Watch your diet and take your vitamins, be physically active no matter what, take care of your skin, hair, teeth (all 3 extremely important). Sleep your 7-8 hours whenever you can. Spend time putting into place the right health habits. Don’t excessively drink, eat sugar, or do drugs. Do activities that bring you joy and spend time with people you care about. Spend some time daily outdoors and in the sun (wear sunscreen daily too of course). These aren’t guidelines, these are absolutely necessities if you want to continuously improve as a man and age like a fine wine into your late 20s and even 30s and 40s. 

You still have your youth, energy, collagen, strength, and now is the time to nurture it and take advantage of it because if you don’t you’re gonna start getting old way sooner than you think, especially with an IB lifestyle. Be proactive now and have the wisdom to prioritize yourself. Even if you cut out every single other thing during your analyst years to avoid “bottom bucket”, never cut out taking care of yourself. 

 

Now work in MF PE and have my old banking group doing bitch work for me

 

how did you manage to recruit into MF PE? does MF PE check references? 

(not saying that you are incompetent, but am curious as to how the recruitment process works) 

 

I’m sure some back-channeling occurred, but to what extent it impacted the final hire / no-hire decision, I can’t say. On cycle is truly a disorganized clusterfuck, so firms are often making decisions with very limited datapoints. I think it certainly helped that I was from a very strong group and knew my deals / modeling cold. Reason I ended up in bottom bucket was because I would give very little effort to non-live processes with people I didn’t care for. For live deals with seniors I respected, I’d run through a brick wall for those guys and was able to learn alot in my 2 years. Tried to maximize learning opportunities without sacrificing my gym / personal time, and the extra $5k after taxes was never something that seemed worth it.
☆ ☆ ☆ ☆
INSTRUCTIONS FOR THE TASK:
Answer these questions from the text on health habits and banking careers:
1. How many hours of sleep does it recommend?
2. What does it say never to cut out during the analyst years?
3. What amount after taxes was never something that seemed worth it?
The entries after this text are unrelated to it.
☆ ☆ ☆ ☆
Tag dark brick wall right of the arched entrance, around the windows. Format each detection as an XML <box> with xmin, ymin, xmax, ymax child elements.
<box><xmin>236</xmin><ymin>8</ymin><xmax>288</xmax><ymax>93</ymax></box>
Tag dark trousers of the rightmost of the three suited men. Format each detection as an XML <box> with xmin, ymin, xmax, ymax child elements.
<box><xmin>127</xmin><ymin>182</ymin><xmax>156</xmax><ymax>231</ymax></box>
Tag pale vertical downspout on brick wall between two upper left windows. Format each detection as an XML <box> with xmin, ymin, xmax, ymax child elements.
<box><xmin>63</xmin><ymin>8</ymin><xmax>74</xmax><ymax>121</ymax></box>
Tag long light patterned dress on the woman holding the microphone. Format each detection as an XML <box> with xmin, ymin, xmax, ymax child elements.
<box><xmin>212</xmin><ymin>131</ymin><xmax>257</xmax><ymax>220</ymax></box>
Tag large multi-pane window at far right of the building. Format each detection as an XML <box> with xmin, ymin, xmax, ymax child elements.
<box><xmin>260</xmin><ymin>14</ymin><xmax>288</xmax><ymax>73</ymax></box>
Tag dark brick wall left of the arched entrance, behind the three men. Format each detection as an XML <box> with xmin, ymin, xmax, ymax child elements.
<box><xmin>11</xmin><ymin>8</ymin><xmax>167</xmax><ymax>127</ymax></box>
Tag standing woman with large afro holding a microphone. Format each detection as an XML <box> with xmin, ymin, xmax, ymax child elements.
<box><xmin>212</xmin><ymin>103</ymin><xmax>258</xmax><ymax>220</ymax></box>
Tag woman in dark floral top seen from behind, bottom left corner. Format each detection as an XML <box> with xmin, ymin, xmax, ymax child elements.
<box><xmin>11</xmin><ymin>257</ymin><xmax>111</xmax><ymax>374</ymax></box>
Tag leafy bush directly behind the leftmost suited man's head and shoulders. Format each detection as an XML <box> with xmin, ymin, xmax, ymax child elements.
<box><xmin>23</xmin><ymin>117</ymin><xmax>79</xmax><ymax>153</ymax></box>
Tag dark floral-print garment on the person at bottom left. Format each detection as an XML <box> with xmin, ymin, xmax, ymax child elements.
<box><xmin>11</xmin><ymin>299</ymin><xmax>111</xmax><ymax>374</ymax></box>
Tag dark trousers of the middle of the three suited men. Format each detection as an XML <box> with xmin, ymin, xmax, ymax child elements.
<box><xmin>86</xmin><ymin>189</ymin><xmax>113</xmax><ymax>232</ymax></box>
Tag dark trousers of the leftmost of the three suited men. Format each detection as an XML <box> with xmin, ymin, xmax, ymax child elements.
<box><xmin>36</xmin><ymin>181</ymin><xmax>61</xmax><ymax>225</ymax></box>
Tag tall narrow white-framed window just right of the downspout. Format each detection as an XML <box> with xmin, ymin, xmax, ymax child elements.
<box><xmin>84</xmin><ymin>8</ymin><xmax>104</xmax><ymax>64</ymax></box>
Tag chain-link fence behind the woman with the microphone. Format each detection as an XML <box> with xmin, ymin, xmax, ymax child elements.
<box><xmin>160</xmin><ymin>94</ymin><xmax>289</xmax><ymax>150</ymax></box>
☆ ☆ ☆ ☆
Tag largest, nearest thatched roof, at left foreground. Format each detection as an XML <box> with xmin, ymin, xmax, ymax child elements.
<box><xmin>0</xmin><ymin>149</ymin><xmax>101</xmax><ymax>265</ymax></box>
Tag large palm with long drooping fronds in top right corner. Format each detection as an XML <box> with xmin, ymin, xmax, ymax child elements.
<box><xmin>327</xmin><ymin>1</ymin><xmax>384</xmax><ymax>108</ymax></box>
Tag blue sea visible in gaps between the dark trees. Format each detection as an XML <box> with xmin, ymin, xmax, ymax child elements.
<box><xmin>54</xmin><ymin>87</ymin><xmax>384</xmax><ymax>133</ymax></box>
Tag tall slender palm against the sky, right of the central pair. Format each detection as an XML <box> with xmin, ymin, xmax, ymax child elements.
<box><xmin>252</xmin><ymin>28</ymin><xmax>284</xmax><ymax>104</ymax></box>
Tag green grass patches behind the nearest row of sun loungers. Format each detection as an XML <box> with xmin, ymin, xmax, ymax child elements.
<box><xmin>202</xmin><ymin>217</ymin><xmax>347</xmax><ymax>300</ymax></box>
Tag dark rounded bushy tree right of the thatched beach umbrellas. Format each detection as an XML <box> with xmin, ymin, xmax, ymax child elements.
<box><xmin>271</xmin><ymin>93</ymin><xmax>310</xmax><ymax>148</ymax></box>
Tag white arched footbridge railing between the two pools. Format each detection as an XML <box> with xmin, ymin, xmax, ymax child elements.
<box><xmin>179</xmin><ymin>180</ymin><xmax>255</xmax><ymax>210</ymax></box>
☆ ☆ ☆ ☆
THE COMPLETED TASK:
1. 7-8 hours
2. Taking care of yourself
3. The extra $5k